**TEKST STRONY:**
_____

Koło fortuny

Koło fortuny

„To, co było, znów się wydarzy, a ludzie będą robić to samo, co już kiedyś robili. Nic nowego pod słońcem! Choćby mówiono o czymś: Patrzcie! Coś nowego! To przecież było to już w czasach, które minęły” (Kzn 1,9-10).

Spędzę więcej czasu z moimi dziećmi, skończę prace dorywcze, stanę się bardziej produktywny w mojej pracy, zaangażuję się bardziej w kościele, odchudzę się, będę wierniejszy w moim codziennym chrześcijańskim życiu. Każdy z nas podejmuje jakieś decyzje, chociaż większość tych decyzji była z założenia tylko obietnicą.

Dlaczego podejmujemy takie decyzje?

Przypuszczam, że robimy je, ponieważ chcielibyśmy widzieć jakieś zmiany. Chcielibyśmy mieć pewną ilość nowości, chcemy mieć nadzieję, że jakościowo czas przed nami będzie inny. Dziś jest tak samo, jak wczoraj; w tym tygodniu to samo jak w zeszłym. Czy czujesz się złapany w pułapkę tego cyklu, który wydaje się nigdy nie zmieniać?
Salomon stwierdził, mimo iż rzeczy wydawały się zmieniać, nie było różnicy. Stwierdził, że szukać nowych rzeczy jest daremnym usiłowaniem. Ogłosił: to jest „marność”.

Czasem nasze życie wydaje się tkwić w martwym punkcie. Biegniemy jakby nie w porę. Bieg kończy się tam, gdzie się zaczął. Wczoraj jest naszym nadzorcą. Przeszłość może związać nas, może uwięzić. Są ludzie, którzy żyją w przeszłości i przeszłością. Nie oznacza to, że jest coś niewłaściwego z naszą pamięcią. Powracanie do naszych niepowodzeń, lęków, zranień, to są rzeczy, którym powinniśmy pozwolić pójść z czasem. Dobra pamięć jest nadzwyczaj wartościowa. Przeszłość ukształtowała nas. Z powodu naszych doświadczeń w przeszłości, nasz charakter został ukształtowany. Przeszłość jest obecna z nami w każdym momencie.

Przeszłość przeszła, ale jutro jest w rękach Boga.

Nikt z nas nie ma gwarancji jutra, ale nie znaczy to, że nie myślimy o przyszłości. Powinniśmy myśleć realistycznie o przyszłości, jeśli mamy żyć skutecznie w teraźniejszości. Przyszłość może dać nadzieję, że kolejne dni będą lepsze.
Spotykałem ludzi, którzy żyją przyszłością. Oni będą robili wielkie rzeczy, kiedy będą mieli czas. Zrobią później, jutro, następnego tygodnia, następnego miesiąca, pewnego dnia. Większość z nas pragnie prawdziwej transformacji, co najmniej w jakimś obszarze naszego życia. Próbowaliśmy zmienić się i zawiedliśmy.

Jest nadzieja, ponieważ nasza nadzieja jest w Bogu. Kiedy wprowadzasz Boga w ten obszar, wtedy wszystko jest możliwe. Spójrzmy przede wszystkim, co się nie zmienia i co może się zmienić.

_____

**SEKCJA DANYCH:**
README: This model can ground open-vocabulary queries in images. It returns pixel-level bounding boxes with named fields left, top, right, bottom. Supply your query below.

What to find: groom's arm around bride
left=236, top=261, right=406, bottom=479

_____

**TREŚĆ ZADANIA:**
Odpowiedz krótko na pytania do tekstu strony.
(a) Jak Salomon nazwał szukanie nowych rzeczy?
(b) W czyich rękach jest jutro?
(c) Co zostało ukształtowane z powodu naszych doświadczeń w przeszłości?
Odpowiadaj wyłącznie na podstawie tekstu strony.

**ODPOWIEDŹ:**
(a) „Marność”.
(b) W rękach Boga.
(c) Nasz charakter.